DOCUMENT TEXT:
== Segment start ==
Spinoffs in the home alarm industry are not new to VIC. Since their financials don’t fit into the model most security analysts are accustom to looking at (more on this later), they tend to trade at a substantial discount to their private market value. Securitas Direct (SDIRB) was written up post its spinoff and was bought out a year later.  A little while later, Brinks (CFL) was recommended after its spinoff and was bought out in slightly over a year. Both situations highlight the fact that home alarm companies, largely due to the fact that they expense the purchase of physical and tangible assets that typically last for multiple years, tend to have much higher private market values than usually awarded by the public market.

ADT has two sources of upside as a recently independent company. First, prior to the spinoff ADT cleaned house by taking a large price increase that drove attrition higher than it would have been otherwise. While churn in the industry has picked up due to more moving activity, ADT’s was artificially higher because of this one-time event. Second, ADT has a non-compete with Tyco (TYC) that restricts it from growing internationally and prevents them from servicing commercial accounts larger than 7,500 square feet. As a result, the company will spend the next two years focusing on improving and optimizing internal operations. Where in the past, the company may have been more inclined to allocate time and capital to global growth and branch offices prioritized serviced large commercial accounts, ADT can now focus solely residential accounts and small commercial accounts. Our conversations with industry participants suggest that there are still a fair number of costs that can be wrung out of its system and many processes that can be better standardized across regions in order to optimize operations.

 

Aligned with Shareholders

ADT initially began trading regular way at $38/share in September. While the company’s parent had a long history of providing conservative guidance and beating expectations, at ADT’s analyst day investors wondered if the public markets would ever appropriately value the company without management providing appropriate metrics, questioned management’s suboptimal utilization of its balance sheet, and also sought clarity on the sustainability of the company’s 7% cash tax rate.

In October, Corvex filed a 13D with a 5% position. Corvex recognized that the cash tax rate was likely to remain low for at least six years and thus calculated that ADT would be generating substantial FCF that it was able to reinvest back into its business at 15-20% IRRs. Due to the massive spread between this reinvestment opportunity and the company’s 3% post-tax cost of debt, Corvex concluded that with the appropriate capital structure ADT would be worth $55/share. Shares of ADT traded up to $42/share.

In November, ADT’s management responded favorably to Corvex. The company provided an intuitive calculation of its underlying FCF using Corvex’s framework. Management also agreed to lever up to 2x, noting that it wanted to maintain flexibility for acquisitions, and authorized a $2B buyback program as well as a quarterly dividend with a targeted 25-30% payout ratio. Finally, management provided clarity that cash taxes would be 3-4% in 2013 as well as confirmation that cash taxes would be 5-8% through 2019. As a result, ADT traded up to $45/share.

 

Recurring Monthly Revenue (RMR)
== Segment end ==
Duplicate the ADT spinoff passage starting with "In November, ADT’s" and going on through "Monthly Revenue (RMR)". The rows that follow have nothing to do with this passage.

DATASET CONTENT:
== Segment start ==
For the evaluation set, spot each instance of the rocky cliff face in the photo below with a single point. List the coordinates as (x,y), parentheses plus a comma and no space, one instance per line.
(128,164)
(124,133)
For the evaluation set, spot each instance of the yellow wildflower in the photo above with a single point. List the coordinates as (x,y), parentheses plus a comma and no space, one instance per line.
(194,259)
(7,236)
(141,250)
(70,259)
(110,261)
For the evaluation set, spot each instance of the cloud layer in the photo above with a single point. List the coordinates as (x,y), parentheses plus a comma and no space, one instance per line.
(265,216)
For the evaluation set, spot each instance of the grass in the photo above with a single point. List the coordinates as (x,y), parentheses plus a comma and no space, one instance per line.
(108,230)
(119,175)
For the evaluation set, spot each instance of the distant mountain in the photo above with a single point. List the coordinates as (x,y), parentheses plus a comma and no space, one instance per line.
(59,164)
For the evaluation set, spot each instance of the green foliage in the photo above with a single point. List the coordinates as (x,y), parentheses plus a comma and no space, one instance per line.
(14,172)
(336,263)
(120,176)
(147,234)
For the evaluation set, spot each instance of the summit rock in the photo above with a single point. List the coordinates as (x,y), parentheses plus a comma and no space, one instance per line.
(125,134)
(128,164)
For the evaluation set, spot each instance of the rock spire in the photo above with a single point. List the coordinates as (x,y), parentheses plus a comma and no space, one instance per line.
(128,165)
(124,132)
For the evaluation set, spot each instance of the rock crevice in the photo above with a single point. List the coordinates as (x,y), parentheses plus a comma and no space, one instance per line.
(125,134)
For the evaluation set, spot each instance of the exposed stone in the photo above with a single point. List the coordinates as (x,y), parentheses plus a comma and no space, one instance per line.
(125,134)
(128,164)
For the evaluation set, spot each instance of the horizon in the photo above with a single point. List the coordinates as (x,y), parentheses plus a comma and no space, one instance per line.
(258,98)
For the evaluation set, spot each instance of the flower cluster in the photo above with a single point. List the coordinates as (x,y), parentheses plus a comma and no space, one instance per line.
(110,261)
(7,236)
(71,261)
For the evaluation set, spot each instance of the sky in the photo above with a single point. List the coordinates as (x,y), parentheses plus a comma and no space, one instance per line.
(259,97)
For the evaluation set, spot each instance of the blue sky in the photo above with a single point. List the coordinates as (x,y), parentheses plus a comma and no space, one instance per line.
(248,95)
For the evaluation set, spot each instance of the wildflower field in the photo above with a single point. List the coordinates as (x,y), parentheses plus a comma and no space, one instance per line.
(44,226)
== Segment end ==
EXPECTED ANSWER:
In November, ADT’s management responded favorably to Corvex. The company provided an intuitive calculation of its underlying FCF using Corvex’s framework. Management also agreed to lever up to 2x, noting that it wanted to maintain flexibility for acquisitions, and authorized a $2B buyback program as well as a quarterly dividend with a targeted 25-30% payout ratio. Finally, management provided clarity that cash taxes would be 3-4% in 2013 as well as confirmation that cash taxes would be 5-8% through 2019. As a result, ADT traded up to $45/share.

 

Recurring Monthly Revenue (RMR)